:: TEXT PROVIDED ::
□ □ □

From 405ca6be33b4bf938695302d3a5159aa109d47fd Mon Sep 17 00:00:00 2001
From: Artiprocher <wangye87v5@hotmail.com>
Date: Mon, 23 Dec 2024 20:43:47 +0800
Subject: [PATCH] support hunyuanvideo v2v

---
 diffsynth/models/hunyuan_video_vae_decoder.py |  2 +-
 diffsynth/models/hunyuan_video_vae_encoder.py | 94 ++++++++++++++++++-
 diffsynth/models/lora.py                      |  4 +-
 diffsynth/pipelines/hunyuan_video.py          | 35 ++++---
 examples/HunyuanVideo/README.md               |  4 +
 examples/HunyuanVideo/hunyuanvideo_v2v_6G.py  | 50 ++++++++++
 6 files changed, 173 insertions(+), 16 deletions(-)
 create mode 100644 examples/HunyuanVideo/hunyuanvideo_v2v_6G.py

diff --git a/diffsynth/models/hunyuan_video_vae_decoder.py b/diffsynth/models/hunyuan_video_vae_decoder.py
index 700f10e..ae09ff8 100644
--- a/diffsynth/models/hunyuan_video_vae_decoder.py
+++ b/diffsynth/models/hunyuan_video_vae_decoder.py
@@ -453,7 +453,7 @@ class HunyuanVideoVAEDecoder(nn.Module):
         weight = torch.zeros((1, 1, (T - 1) * 4 + 1, H * 8, W * 8), dtype=torch_dtype, device=data_device)
         values = torch.zeros((B, 3, (T - 1) * 4 + 1, H * 8, W * 8), dtype=torch_dtype, device=data_device)
 
-        for t, t_, h, h_, w, w_ in tqdm(tasks):
+        for t, t_, h, h_, w, w_ in tqdm(tasks, desc="VAE decoding"):
             hidden_states_batch = hidden_states[:, :, t:t_, h:h_, w:w_].to(computation_device)
             hidden_states_batch = self.forward(hidden_states_batch).to(data_device)
             if t > 0:
diff --git a/diffsynth/models/hunyuan_video_vae_encoder.py b/diffsynth/models/hunyuan_video_vae_encoder.py
index ec7fd14..faaaeb9 100644
--- a/diffsynth/models/hunyuan_video_vae_encoder.py
+++ b/diffsynth/models/hunyuan_video_vae_encoder.py
@@ -1,8 +1,9 @@
 import torch
 import torch.nn as nn
 import torch.nn.functional as F
-from einops import rearrange
+from einops import rearrange, repeat
 import numpy as np
+from tqdm import tqdm
 from .hunyuan_video_vae_decoder import CausalConv3d, ResnetBlockCausal3D, UNetMidBlockCausal3D
 
 
@@ -192,12 +193,101 @@ class HunyuanVideoVAEEncoder(nn.Module):
             gradient_checkpointing=gradient_checkpointing,
         )
         self.quant_conv = nn.Conv3d(2 * out_channels, 2 * out_channels, kernel_size=1)
+        self.scaling_factor = 0.476986
+
 
     def forward(self, images):
         latents = self.encoder(images)
         latents = self.quant_conv(latents)
-        # latents: (B C T H W)

□ □ □

:: WRITTEN TASK A ::
In the records, take everything from the line containing "Doubt it, but the curb" down to the line containing "162;117;169;163", and write those lines out again with "utility pole" replaced by "lamp post" and nothing else changed.
The records bear no relation to the patch.

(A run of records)
□ □ □

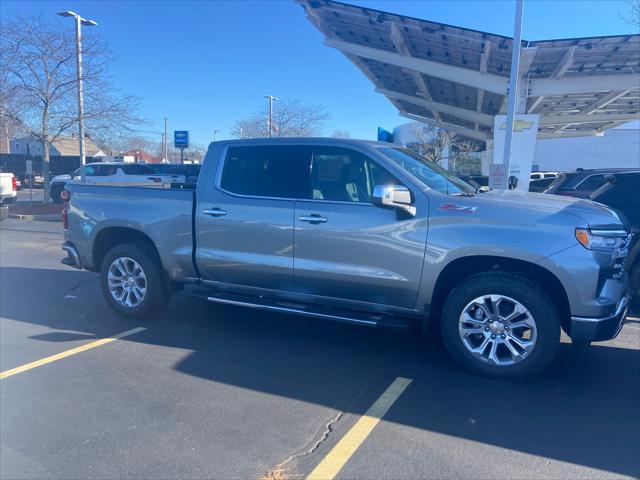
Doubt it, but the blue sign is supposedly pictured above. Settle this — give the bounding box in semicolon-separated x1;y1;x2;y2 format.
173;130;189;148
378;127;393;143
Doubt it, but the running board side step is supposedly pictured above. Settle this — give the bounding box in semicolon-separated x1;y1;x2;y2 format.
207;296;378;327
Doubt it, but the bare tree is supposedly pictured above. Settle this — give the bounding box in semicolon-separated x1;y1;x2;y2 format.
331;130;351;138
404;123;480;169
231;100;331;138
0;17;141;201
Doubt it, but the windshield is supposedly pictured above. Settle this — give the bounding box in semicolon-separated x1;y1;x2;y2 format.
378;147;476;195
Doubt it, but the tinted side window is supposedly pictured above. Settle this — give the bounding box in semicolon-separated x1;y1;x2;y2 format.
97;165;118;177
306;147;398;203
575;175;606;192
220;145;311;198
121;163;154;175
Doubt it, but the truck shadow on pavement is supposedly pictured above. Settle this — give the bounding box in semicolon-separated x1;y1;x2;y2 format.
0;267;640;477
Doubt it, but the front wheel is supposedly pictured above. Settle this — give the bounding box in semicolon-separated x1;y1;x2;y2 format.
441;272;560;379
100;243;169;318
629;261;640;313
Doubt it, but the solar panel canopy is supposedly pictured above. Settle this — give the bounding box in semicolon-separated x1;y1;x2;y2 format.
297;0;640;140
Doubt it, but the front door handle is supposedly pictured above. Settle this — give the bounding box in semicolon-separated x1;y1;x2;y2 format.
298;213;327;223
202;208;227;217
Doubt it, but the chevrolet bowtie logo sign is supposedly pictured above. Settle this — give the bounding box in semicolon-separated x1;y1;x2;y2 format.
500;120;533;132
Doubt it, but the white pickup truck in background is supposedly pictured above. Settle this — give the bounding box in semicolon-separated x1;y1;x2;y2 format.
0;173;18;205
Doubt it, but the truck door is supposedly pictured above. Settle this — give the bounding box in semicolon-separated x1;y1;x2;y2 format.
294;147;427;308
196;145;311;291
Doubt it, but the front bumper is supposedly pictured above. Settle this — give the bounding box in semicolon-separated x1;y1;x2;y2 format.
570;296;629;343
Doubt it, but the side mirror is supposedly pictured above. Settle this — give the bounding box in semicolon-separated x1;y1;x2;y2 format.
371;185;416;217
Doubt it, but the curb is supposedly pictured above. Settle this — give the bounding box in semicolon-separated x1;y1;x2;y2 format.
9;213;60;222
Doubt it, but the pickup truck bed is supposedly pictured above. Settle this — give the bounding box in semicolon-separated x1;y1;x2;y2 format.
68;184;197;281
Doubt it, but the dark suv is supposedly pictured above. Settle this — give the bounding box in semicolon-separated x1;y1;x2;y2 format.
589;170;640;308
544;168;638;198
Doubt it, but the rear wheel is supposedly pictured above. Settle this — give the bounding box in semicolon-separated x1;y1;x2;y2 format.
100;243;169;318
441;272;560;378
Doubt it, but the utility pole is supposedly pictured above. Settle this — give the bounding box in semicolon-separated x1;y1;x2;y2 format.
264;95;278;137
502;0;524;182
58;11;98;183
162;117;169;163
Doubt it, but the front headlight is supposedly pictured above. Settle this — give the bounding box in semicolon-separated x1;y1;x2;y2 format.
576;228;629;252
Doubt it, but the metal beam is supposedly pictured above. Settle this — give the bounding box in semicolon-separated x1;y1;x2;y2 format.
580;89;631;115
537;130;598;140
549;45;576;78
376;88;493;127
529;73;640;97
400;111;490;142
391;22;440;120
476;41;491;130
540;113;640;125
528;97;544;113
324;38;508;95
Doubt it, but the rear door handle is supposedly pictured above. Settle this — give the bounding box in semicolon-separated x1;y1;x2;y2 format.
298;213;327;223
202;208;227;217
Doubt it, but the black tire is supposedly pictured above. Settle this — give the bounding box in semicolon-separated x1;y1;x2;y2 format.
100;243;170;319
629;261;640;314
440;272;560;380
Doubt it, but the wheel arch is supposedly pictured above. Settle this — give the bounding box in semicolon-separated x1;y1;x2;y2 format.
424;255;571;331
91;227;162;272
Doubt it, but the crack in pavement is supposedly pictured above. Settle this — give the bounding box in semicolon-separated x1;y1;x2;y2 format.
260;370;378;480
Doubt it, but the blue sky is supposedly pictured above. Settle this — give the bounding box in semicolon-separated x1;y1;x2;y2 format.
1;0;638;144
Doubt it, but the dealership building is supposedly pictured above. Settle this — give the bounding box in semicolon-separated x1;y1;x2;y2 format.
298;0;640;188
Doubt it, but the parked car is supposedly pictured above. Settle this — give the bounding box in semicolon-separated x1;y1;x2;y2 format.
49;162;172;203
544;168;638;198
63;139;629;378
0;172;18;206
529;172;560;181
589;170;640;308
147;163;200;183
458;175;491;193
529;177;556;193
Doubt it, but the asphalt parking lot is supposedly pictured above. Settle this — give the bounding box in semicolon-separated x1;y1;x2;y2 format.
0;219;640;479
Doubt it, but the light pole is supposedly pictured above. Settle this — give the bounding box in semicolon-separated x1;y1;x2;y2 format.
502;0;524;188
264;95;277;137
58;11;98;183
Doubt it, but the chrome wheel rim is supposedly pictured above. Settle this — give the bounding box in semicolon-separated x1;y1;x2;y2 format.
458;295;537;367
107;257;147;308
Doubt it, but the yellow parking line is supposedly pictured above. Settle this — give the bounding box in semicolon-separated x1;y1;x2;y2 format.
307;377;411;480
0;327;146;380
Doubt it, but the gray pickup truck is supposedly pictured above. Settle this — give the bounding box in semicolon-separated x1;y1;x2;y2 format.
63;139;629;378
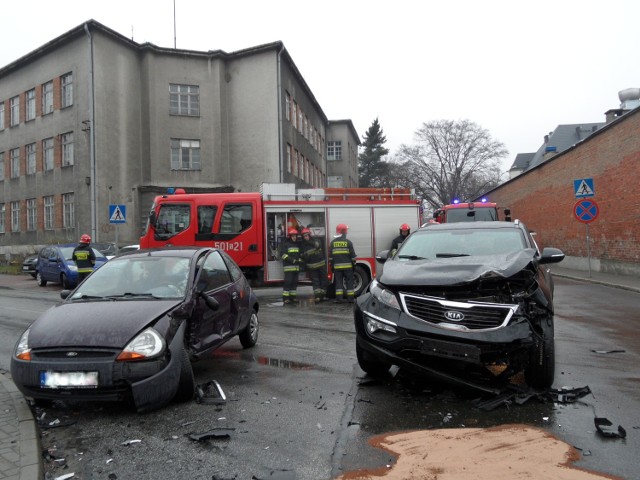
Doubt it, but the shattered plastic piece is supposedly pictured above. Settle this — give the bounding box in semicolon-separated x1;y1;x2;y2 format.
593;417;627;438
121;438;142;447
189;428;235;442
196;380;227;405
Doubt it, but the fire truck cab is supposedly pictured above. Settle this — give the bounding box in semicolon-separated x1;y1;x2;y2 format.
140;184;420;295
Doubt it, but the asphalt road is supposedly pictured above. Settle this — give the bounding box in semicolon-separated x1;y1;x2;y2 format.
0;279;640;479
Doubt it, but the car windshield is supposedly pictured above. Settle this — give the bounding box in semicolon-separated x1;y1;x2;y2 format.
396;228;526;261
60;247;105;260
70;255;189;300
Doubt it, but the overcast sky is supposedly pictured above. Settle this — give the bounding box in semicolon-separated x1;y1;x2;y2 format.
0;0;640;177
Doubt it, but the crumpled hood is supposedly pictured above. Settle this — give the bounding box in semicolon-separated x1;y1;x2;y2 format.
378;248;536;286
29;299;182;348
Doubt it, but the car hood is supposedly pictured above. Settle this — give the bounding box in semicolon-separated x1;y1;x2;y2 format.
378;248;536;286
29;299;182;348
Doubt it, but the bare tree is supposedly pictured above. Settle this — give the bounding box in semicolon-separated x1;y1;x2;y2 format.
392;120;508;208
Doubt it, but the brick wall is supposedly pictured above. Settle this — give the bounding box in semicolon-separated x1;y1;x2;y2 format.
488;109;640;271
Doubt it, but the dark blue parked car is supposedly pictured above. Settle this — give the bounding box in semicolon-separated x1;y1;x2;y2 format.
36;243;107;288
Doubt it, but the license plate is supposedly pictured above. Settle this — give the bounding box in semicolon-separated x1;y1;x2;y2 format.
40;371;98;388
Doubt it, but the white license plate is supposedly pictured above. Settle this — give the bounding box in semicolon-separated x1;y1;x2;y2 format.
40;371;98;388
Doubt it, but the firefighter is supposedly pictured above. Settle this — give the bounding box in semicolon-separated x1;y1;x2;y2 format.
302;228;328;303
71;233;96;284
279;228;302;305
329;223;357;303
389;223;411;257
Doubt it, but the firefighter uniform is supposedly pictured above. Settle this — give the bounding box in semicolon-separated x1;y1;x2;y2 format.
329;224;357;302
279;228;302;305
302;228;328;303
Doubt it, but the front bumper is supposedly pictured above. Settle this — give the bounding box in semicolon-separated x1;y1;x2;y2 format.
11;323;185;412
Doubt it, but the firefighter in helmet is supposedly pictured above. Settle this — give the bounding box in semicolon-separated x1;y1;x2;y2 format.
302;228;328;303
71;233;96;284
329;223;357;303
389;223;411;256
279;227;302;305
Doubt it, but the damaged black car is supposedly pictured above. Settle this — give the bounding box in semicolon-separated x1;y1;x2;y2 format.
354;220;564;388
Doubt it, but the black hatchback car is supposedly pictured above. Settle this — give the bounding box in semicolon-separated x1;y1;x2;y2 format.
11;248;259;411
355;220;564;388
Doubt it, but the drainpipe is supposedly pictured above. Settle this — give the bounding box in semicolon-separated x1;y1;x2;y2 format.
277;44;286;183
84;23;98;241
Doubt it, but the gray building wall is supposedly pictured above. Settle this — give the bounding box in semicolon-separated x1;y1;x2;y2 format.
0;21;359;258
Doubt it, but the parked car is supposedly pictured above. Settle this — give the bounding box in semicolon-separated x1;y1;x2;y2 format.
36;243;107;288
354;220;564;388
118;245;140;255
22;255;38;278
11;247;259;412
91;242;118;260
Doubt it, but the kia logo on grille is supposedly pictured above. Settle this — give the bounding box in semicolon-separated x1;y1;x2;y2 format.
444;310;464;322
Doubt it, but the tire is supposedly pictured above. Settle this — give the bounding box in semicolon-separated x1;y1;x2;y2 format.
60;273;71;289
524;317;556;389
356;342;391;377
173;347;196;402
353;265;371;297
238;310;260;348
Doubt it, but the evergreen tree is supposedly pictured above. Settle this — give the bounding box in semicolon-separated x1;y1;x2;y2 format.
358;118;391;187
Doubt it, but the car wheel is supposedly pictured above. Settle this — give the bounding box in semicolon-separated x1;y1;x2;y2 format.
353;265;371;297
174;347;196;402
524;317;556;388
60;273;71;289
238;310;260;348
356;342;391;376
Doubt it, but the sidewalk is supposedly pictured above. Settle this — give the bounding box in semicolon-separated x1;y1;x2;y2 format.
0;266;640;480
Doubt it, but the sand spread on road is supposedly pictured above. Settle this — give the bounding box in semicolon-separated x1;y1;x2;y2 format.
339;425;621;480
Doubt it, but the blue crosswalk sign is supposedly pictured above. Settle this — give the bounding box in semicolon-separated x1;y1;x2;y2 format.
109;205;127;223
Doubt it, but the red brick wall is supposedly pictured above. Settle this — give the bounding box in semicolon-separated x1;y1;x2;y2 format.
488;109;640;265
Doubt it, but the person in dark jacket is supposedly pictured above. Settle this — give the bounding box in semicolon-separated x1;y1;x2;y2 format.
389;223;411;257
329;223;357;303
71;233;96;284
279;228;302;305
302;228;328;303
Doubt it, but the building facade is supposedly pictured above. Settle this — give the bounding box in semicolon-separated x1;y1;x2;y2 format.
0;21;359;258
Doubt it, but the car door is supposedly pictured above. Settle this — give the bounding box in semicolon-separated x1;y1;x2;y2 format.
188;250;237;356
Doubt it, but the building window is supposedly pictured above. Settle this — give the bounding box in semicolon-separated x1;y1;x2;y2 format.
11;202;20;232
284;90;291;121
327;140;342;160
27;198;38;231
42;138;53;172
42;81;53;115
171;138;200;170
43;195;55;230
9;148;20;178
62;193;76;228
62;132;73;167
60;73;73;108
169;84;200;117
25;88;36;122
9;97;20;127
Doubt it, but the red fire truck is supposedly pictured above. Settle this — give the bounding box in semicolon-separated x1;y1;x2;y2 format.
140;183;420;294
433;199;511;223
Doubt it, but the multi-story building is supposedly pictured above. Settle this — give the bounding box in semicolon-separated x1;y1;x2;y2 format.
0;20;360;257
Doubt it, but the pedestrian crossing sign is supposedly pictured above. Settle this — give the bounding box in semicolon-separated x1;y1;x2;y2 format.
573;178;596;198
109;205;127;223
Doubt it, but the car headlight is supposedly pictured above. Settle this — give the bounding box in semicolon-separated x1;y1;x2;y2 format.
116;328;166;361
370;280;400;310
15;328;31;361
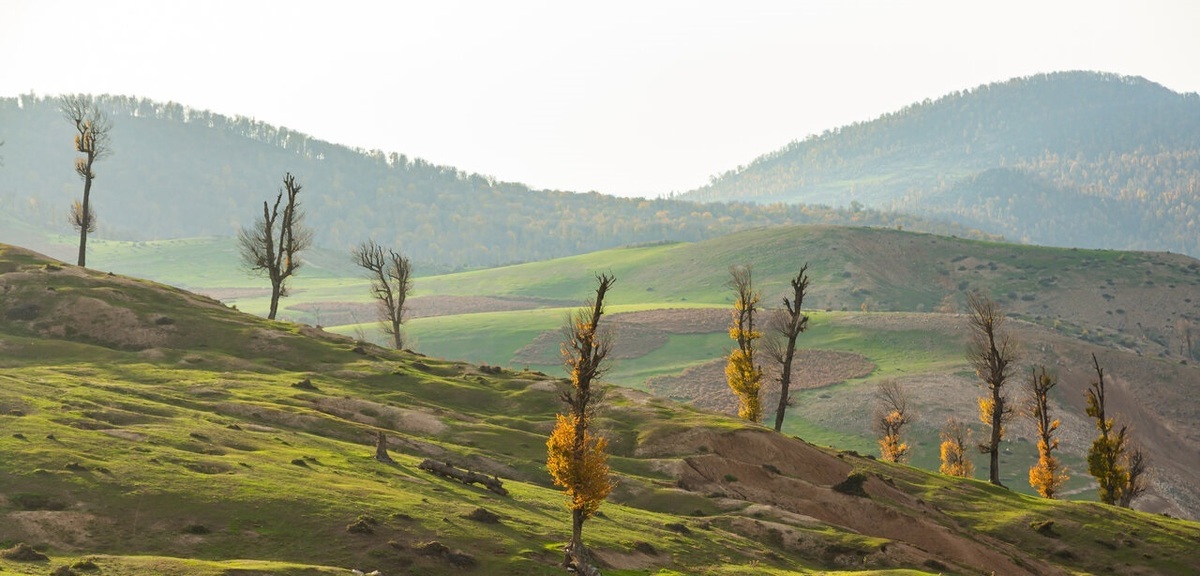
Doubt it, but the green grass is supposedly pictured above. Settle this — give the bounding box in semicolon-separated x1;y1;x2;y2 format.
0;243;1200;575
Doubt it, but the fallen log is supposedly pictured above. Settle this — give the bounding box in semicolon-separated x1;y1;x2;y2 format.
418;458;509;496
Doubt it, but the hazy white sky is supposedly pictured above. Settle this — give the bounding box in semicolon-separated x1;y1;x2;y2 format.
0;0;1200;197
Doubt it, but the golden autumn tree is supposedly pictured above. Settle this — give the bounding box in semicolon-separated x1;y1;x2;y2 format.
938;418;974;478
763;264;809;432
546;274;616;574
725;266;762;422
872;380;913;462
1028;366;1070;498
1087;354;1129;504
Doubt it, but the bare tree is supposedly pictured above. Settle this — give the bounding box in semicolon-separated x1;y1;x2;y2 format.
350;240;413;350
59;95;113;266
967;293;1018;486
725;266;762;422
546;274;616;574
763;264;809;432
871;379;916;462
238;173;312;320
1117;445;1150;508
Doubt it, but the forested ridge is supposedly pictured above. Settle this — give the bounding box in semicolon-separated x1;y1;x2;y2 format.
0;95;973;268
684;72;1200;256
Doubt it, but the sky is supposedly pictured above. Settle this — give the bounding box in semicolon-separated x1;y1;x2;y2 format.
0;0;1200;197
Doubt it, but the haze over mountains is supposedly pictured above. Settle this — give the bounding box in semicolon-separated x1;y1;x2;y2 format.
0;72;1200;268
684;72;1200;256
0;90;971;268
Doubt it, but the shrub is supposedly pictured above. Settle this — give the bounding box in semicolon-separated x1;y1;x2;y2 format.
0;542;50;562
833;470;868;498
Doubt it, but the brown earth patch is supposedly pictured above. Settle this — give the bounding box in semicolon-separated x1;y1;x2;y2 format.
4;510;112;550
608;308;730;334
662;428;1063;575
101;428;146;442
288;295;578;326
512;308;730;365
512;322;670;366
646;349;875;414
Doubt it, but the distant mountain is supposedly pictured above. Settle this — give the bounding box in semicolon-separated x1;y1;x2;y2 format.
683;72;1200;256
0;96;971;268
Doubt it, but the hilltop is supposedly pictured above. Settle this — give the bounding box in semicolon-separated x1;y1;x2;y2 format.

□ □ □

:: WRITTEN TASK B ::
In the patch, what value is assigned to the scaling factor of the HunyuanVideo VAE encoder?

:: FULL RESPONSE A ::
Doubt it, but the curb is supposedly pictured above. Settle this — give the bounding box in semicolon-separated x1;y1;x2;y2 format.
9;213;60;222
Doubt it, but the pickup truck bed is supposedly pictured above. Settle this — give the bounding box in semicolon-separated x1;y1;x2;y2 format.
68;184;197;281
Doubt it, but the dark suv is supposedly pictured above. Settle this — give the bounding box in semicolon-separated x1;y1;x2;y2 format.
589;170;640;308
544;168;638;198
Doubt it, but the rear wheel is supposedly pictured above. Settle this — give the bounding box in semicolon-separated x1;y1;x2;y2 format.
100;243;169;318
441;272;560;378
Doubt it, but the lamp post is supposedly pictured above. Settle this — give the bounding box in semicolon-separated x1;y1;x2;y2 format.
264;95;278;137
502;0;524;182
58;11;98;183
162;117;169;163

:: FULL RESPONSE B ::
0.476986